━━━━━ Data

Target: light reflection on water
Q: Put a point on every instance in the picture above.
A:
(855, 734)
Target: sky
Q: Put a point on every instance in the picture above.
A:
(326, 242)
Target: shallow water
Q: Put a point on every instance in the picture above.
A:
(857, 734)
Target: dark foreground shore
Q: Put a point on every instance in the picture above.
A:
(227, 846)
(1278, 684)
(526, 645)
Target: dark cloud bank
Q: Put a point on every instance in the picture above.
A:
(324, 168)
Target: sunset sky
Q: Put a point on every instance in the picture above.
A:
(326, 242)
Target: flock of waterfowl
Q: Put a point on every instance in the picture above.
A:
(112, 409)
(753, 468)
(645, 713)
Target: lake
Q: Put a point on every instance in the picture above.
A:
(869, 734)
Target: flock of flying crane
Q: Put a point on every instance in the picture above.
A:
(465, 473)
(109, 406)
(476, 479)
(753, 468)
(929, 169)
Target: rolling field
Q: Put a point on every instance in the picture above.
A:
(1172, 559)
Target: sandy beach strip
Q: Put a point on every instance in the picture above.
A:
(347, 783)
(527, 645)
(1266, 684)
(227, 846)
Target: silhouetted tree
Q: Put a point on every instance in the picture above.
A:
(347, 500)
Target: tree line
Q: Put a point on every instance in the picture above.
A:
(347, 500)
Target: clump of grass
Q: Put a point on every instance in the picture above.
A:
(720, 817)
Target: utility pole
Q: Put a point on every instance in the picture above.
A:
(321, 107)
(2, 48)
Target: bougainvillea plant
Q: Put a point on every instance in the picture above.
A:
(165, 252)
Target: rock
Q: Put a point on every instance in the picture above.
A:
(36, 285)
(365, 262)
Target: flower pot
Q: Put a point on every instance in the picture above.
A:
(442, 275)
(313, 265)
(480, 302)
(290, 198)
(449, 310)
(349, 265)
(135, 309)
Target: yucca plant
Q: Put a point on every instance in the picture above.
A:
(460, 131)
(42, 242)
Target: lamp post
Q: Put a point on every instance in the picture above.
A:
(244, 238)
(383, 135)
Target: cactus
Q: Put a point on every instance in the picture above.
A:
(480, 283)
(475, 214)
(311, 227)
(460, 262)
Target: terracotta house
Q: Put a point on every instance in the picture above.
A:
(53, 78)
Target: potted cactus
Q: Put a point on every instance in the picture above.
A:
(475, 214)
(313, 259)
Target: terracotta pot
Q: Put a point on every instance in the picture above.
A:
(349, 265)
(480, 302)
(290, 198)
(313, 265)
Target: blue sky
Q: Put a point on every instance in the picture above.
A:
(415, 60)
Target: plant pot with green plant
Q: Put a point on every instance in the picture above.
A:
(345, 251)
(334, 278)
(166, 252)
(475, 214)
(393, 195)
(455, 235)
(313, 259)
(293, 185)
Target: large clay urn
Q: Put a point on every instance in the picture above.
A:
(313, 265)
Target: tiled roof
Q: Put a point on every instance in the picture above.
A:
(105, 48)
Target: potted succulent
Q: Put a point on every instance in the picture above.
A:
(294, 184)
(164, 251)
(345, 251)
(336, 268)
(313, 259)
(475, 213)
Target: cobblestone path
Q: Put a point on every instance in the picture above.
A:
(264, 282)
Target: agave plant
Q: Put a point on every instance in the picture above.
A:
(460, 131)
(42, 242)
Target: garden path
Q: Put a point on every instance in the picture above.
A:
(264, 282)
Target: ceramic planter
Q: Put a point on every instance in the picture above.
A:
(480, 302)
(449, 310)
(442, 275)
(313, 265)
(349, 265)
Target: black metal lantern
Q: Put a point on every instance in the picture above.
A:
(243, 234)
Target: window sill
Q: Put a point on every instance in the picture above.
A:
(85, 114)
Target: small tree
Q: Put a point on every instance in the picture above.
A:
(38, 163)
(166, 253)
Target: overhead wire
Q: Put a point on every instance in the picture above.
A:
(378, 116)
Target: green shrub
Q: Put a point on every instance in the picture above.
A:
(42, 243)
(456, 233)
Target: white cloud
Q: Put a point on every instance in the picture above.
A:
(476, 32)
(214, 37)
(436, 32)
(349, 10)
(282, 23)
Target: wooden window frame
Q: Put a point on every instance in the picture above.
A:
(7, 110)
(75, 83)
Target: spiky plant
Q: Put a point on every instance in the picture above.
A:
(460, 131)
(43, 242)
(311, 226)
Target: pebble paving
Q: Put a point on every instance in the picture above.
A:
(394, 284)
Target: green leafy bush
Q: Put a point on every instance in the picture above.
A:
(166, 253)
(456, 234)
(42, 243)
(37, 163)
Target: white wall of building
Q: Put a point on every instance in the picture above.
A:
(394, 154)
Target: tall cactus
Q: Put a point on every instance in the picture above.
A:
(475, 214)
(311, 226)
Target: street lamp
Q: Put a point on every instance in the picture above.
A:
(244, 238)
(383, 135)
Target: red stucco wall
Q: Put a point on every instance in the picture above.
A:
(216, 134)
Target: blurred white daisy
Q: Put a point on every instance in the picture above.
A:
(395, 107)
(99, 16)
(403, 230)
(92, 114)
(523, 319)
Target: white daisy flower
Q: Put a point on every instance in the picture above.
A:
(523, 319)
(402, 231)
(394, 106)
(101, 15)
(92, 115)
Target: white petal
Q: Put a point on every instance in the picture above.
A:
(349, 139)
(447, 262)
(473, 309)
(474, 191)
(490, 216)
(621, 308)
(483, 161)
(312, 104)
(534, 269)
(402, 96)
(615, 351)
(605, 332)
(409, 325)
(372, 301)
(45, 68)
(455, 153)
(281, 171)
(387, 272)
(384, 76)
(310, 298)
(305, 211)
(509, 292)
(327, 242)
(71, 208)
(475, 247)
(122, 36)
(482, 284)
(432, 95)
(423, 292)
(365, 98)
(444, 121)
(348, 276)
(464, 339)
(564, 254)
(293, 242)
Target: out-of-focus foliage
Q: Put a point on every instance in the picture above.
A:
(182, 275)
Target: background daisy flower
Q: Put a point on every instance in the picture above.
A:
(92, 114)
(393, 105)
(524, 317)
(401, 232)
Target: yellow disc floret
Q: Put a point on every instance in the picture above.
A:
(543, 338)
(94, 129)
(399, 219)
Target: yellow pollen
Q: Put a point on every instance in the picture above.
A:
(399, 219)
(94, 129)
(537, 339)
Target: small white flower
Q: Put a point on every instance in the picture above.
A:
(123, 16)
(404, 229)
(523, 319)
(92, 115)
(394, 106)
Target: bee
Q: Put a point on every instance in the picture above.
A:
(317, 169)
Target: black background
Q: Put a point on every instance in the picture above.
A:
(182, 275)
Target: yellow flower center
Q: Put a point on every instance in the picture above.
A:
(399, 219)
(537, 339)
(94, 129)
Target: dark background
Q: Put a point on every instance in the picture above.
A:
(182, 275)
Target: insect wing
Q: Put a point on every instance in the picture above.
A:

━━━━━━━━━━

▶ What this task involves:
The listing must be repeated in full, with nothing altered.

▶ Response:
Target: light reflection on water
Q: Put a point on every instance in the picture above.
A:
(855, 734)
Target: sky
Q: Put a point on every instance in the picture above.
A:
(326, 242)
Target: shallow water
Q: Put a point on every instance in the picture above.
A:
(857, 734)
Target: dark foreground shore
Q: Put a point on every instance in the picture above.
A:
(227, 846)
(1278, 684)
(526, 645)
Target: dark cloud bank
Q: Put a point on every instance in the picture above.
A:
(324, 168)
Target: sunset sky
Q: Put a point on every instance in the picture above.
A:
(326, 242)
Target: flock of waterfowl
Q: Put a point on every instance in the picture above.
A:
(112, 409)
(753, 468)
(645, 713)
Target: lake
Q: Put a point on every instance in the picture above.
A:
(869, 734)
Target: flock of flying crane
Q: Put a point on every instance in the picture above.
A:
(465, 473)
(109, 406)
(476, 479)
(753, 468)
(929, 169)
Target: rolling field
Q: Put a point on every instance in the picture above.
A:
(1172, 559)
Target: sandy beach strip
Q: Put a point on every instance in the picture above.
A:
(347, 783)
(527, 645)
(1266, 684)
(227, 846)
Target: silhouetted tree
Q: Put a point on every instance in the picture above.
A:
(347, 500)
Target: tree line
Q: Put a point on every instance in the picture above.
A:
(347, 500)
Target: clump of grass
Q: Put a point on every instance in the picture above.
A:
(720, 817)
Target: utility pole
Q: Put a point on every instance in the picture above.
A:
(321, 107)
(2, 48)
Target: bougainvillea plant
Q: Put a point on every instance in the picture above.
A:
(165, 252)
Target: rock
Q: Put a point on every instance in the picture above.
A:
(36, 285)
(365, 262)
Target: flower pot
Q: Put a point on every instance in the picture above.
A:
(442, 275)
(313, 265)
(480, 302)
(290, 198)
(449, 310)
(349, 265)
(135, 309)
Target: yucca plant
Q: Put a point on every instance in the picture above.
A:
(460, 131)
(42, 242)
Target: lamp post
Q: Put a point on every instance in the picture above.
A:
(244, 238)
(383, 135)
Target: cactus
Q: Put a point on every instance in the picture above.
A:
(480, 283)
(475, 214)
(311, 227)
(460, 262)
Target: terracotta house
Q: Put a point on every instance in the picture above.
A:
(53, 78)
Target: potted cactus
Q: Put a point on every instance in the picture above.
A:
(475, 214)
(313, 259)
Target: terracotta pot
Q: Put a point on every instance in the picture above.
A:
(349, 265)
(480, 302)
(290, 198)
(313, 265)
Target: blue sky
Q: Put a point on every instance in the picture above.
A:
(415, 60)
Target: plant pot with green plant
Q: Put a point on every instance in the picture above.
A:
(345, 251)
(334, 278)
(166, 252)
(475, 214)
(393, 195)
(455, 235)
(313, 259)
(293, 185)
Target: large clay urn
Q: Put a point on every instance in the picture above.
A:
(313, 265)
Target: tiled roof
Q: Put a point on every instance in the picture above.
A:
(105, 48)
Target: potted succulent
Q: Put a point on every instance in the picture above.
A:
(294, 184)
(164, 251)
(345, 251)
(336, 268)
(313, 259)
(475, 213)
Target: cobblestone path
Q: Put a point on every instance in the picture above.
A:
(264, 282)
Target: agave plant
Q: Put a point on every instance in the picture above.
A:
(460, 131)
(42, 242)
Target: garden path
Q: Put a point on every instance in the picture above.
A:
(264, 282)
Target: ceramic planter
Q: Put a point on every instance in the picture above.
A:
(480, 302)
(449, 310)
(442, 275)
(313, 265)
(349, 265)
Target: black metal lantern
Q: Put a point on every instance in the picture above.
A:
(243, 234)
Target: window sill
Q: Put a point on every instance in the picture above.
A:
(85, 114)
Target: small tree
Q: Put a point on every instance in the picture above.
A:
(38, 163)
(166, 253)
Target: overhead wire
Q: Put a point on every instance in the picture above.
A:
(378, 116)
Target: green shrub
Q: Put a point on every instance in the picture above.
A:
(42, 243)
(456, 233)
Target: white cloud
Q: Put a point on every instance in the picture above.
A:
(476, 32)
(214, 37)
(436, 32)
(349, 10)
(282, 23)
Target: wooden window frame
Q: Put a point on every instance in the picture above.
A:
(7, 110)
(75, 83)
Target: spiky plant
Q: Put a point on every instance in the picture above.
A:
(460, 131)
(43, 242)
(311, 226)
Target: pebble paving
Q: Put a point on every instance in the picture above.
A:
(394, 284)
Target: green leafy bush
Q: Put a point on every instance in the picture above.
A:
(166, 253)
(456, 234)
(42, 243)
(37, 163)
Target: white wall of building
Q: Put a point on every instance in the picture above.
A:
(394, 154)
Target: tall cactus
Q: Put a point on every instance in the picture above.
A:
(475, 214)
(311, 226)
Target: street lamp
Q: Put a point on every instance in the picture above.
A:
(244, 238)
(383, 135)
Target: red stucco wall
Q: Put a point on every instance in the picture above.
A:
(216, 134)
Target: blurred white daisy
Q: Put a point on every instance in the picture above.
A:
(395, 107)
(99, 16)
(403, 230)
(92, 114)
(523, 319)
Target: white daisy flower
Q: Put a point on every instance in the picture above.
A:
(523, 319)
(402, 231)
(394, 106)
(101, 15)
(92, 115)
Target: white petal
Q: Put a point on every instance in the picture above.
A:
(349, 139)
(447, 262)
(473, 309)
(474, 191)
(490, 216)
(621, 308)
(483, 161)
(312, 104)
(534, 269)
(402, 96)
(615, 351)
(605, 332)
(409, 325)
(372, 301)
(45, 68)
(455, 153)
(281, 171)
(387, 272)
(384, 76)
(310, 298)
(305, 211)
(509, 292)
(327, 242)
(71, 208)
(475, 247)
(122, 36)
(482, 284)
(432, 95)
(423, 292)
(365, 98)
(444, 121)
(348, 276)
(464, 339)
(564, 254)
(293, 242)
Target: out-of-focus foliage
Q: Put a point on every instance in the picture above.
A:
(182, 275)
Target: background daisy flower
Q: Put a point on every instance in the picture above.
A:
(92, 114)
(393, 105)
(524, 317)
(401, 232)
Target: yellow disc floret
Q: Put a point on every instance in the picture above.
A:
(543, 338)
(94, 129)
(399, 219)
Target: yellow pollen
Q: Put a point on every instance in the picture above.
A:
(399, 219)
(94, 129)
(537, 339)
Target: small white flower
Q: Put a point on every instance in the picture above.
A:
(123, 16)
(404, 229)
(523, 319)
(92, 115)
(394, 106)
Target: bee
Q: Put a point on every instance in the picture above.
A:
(317, 169)
Target: black background
Q: Put a point on every instance in the picture above.
A:
(182, 275)
Target: yellow flower center
Q: Put a point on every instance in the picture above.
A:
(399, 219)
(537, 339)
(94, 129)
Target: dark background
Q: Put a point on every instance in the picture above.
A:
(182, 275)
Target: insect wing
Q: Put a point on every instance in the picture above.
A:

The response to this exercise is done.